• [Information shown]
────────────────────

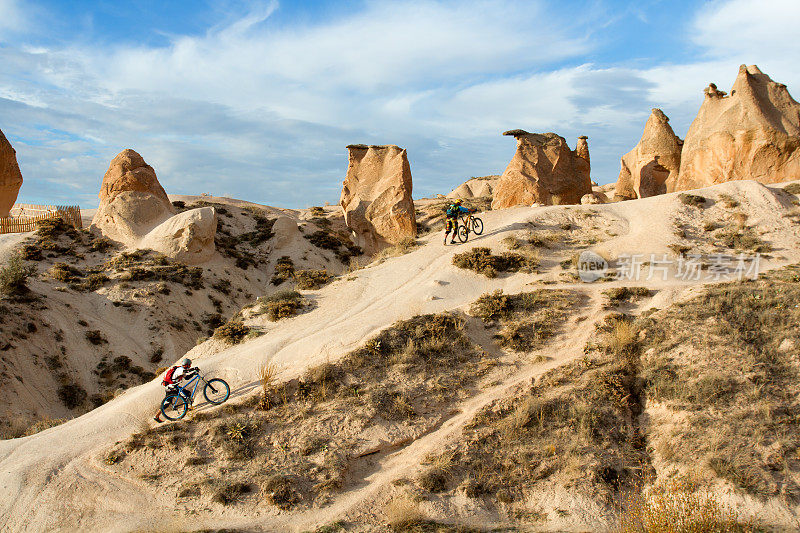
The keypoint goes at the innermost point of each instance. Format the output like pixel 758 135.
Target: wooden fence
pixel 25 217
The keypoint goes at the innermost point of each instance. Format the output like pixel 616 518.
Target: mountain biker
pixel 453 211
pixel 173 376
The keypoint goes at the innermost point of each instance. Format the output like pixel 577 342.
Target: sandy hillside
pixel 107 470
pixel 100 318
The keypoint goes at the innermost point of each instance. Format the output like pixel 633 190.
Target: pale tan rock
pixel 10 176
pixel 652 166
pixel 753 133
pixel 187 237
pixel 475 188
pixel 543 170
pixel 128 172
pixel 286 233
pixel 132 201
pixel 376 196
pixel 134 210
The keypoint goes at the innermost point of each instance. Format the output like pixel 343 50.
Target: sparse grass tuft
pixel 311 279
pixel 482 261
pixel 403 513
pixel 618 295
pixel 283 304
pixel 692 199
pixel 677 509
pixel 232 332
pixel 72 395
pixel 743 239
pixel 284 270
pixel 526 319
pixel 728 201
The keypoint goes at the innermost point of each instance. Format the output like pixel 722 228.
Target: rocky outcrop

────────────────────

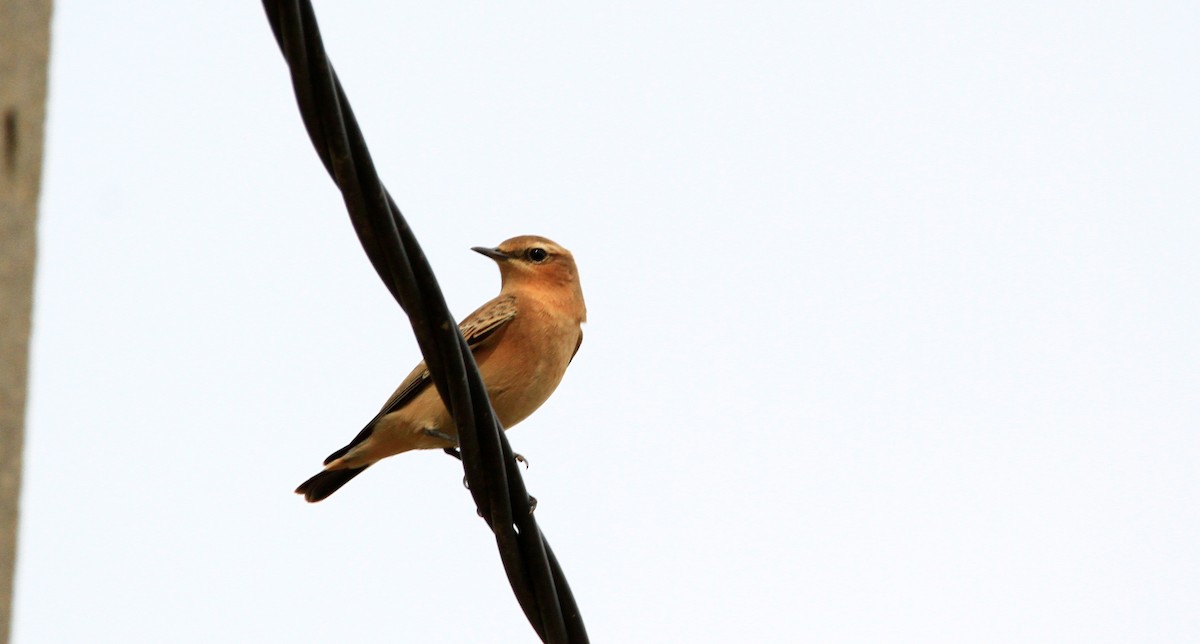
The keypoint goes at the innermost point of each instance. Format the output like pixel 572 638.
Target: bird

────────────────────

• [Your objective]
Print out the records above from the line with "pixel 758 135." to the line with "pixel 173 376", both of those lines included, exactly as they appear.

• [Output]
The keypoint goes at the innermost point of each instance. Format the output like pixel 758 135.
Target: wooden fence
pixel 25 217
The keypoint goes at the innermost point of each instance. Format the output like pixel 616 518.
Target: mountain biker
pixel 453 211
pixel 173 376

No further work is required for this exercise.